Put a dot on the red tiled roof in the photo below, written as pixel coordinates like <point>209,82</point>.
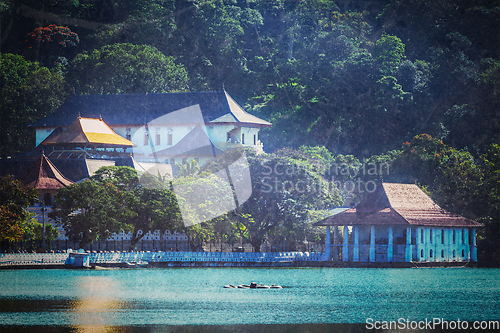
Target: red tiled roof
<point>404,204</point>
<point>43,175</point>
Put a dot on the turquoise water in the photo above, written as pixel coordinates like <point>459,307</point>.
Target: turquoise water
<point>194,296</point>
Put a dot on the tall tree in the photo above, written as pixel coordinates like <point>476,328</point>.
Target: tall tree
<point>151,204</point>
<point>14,201</point>
<point>89,210</point>
<point>28,92</point>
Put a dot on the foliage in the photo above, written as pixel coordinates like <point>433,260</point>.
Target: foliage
<point>34,235</point>
<point>14,201</point>
<point>286,188</point>
<point>126,68</point>
<point>47,45</point>
<point>28,92</point>
<point>90,210</point>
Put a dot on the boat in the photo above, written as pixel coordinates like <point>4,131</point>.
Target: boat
<point>253,285</point>
<point>138,264</point>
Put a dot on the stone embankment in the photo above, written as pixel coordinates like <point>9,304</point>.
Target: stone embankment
<point>83,259</point>
<point>157,259</point>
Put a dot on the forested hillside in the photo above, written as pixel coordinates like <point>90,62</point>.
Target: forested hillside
<point>360,78</point>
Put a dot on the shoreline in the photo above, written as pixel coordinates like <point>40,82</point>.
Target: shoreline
<point>295,264</point>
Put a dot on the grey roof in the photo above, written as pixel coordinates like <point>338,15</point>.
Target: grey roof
<point>195,143</point>
<point>138,109</point>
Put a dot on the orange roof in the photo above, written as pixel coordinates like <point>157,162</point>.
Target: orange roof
<point>88,132</point>
<point>43,175</point>
<point>404,204</point>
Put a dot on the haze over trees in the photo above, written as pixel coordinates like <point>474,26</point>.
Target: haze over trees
<point>352,81</point>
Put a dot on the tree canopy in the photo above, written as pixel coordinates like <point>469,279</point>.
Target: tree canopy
<point>14,216</point>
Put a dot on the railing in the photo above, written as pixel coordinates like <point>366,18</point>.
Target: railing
<point>7,259</point>
<point>158,257</point>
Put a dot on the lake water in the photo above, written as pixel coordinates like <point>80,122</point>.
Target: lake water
<point>193,299</point>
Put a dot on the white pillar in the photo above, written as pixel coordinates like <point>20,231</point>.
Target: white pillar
<point>408,244</point>
<point>474,248</point>
<point>390,245</point>
<point>372,243</point>
<point>328,246</point>
<point>355,254</point>
<point>345,247</point>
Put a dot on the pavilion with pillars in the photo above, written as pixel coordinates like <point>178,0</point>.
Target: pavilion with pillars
<point>399,223</point>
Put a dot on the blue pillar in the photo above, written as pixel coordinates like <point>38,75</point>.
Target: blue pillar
<point>408,245</point>
<point>372,243</point>
<point>467,247</point>
<point>327,256</point>
<point>473,245</point>
<point>390,246</point>
<point>335,250</point>
<point>355,254</point>
<point>345,247</point>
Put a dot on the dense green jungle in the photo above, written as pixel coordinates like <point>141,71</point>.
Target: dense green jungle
<point>412,83</point>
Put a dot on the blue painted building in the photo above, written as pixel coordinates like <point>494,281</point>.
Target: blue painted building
<point>399,223</point>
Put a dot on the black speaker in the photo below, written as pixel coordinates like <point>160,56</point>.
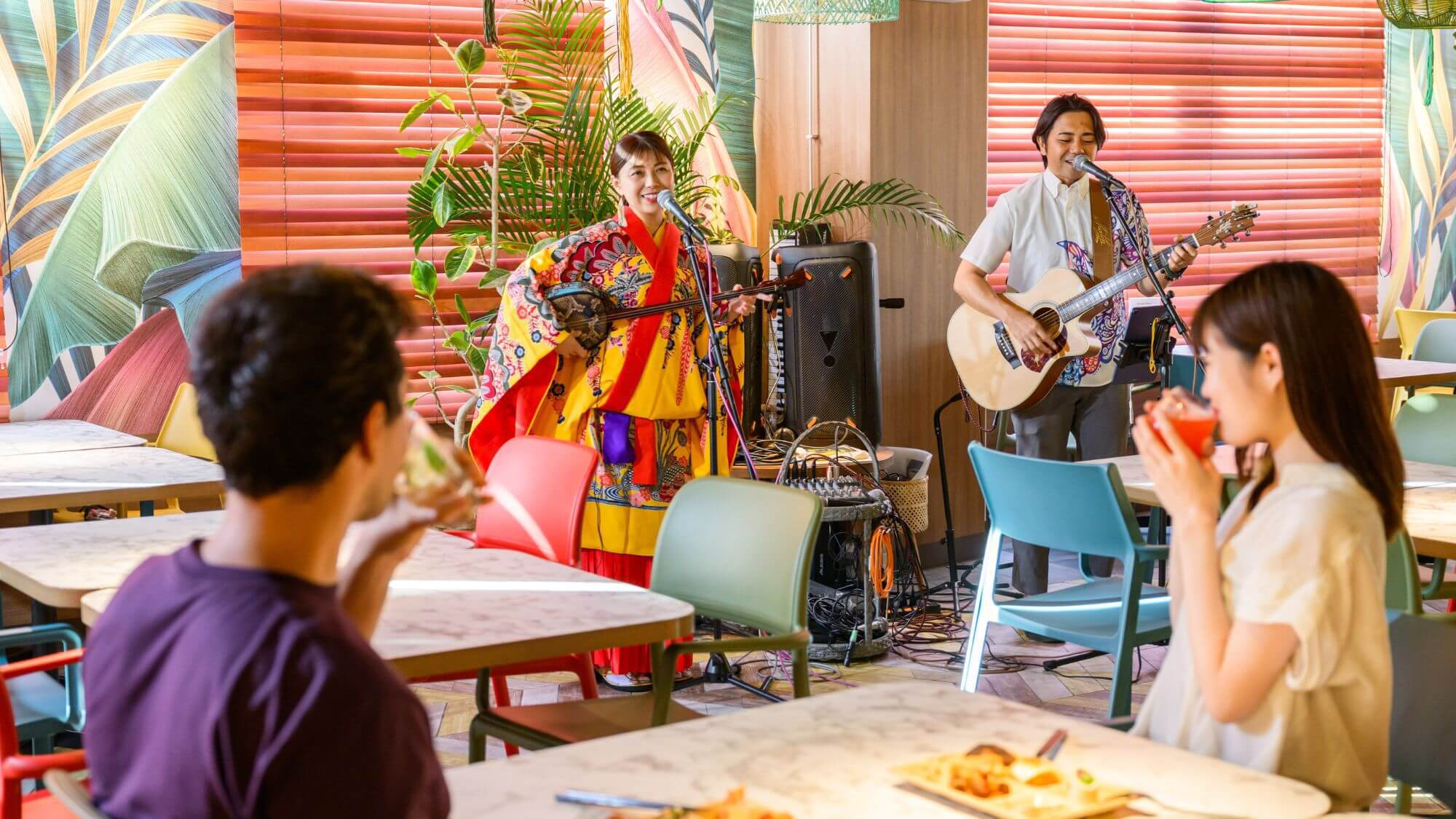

# AUFGABENSTELLUNG:
Zähle die Zeilen der Einträge oben, in denen die Zeichenfolge "white" vorkommt; Groß- und Kleinschreibung ist dabei zu beachten. Gib nur die Anzahl an.

# ÜBUNGSERGEBNIS:
2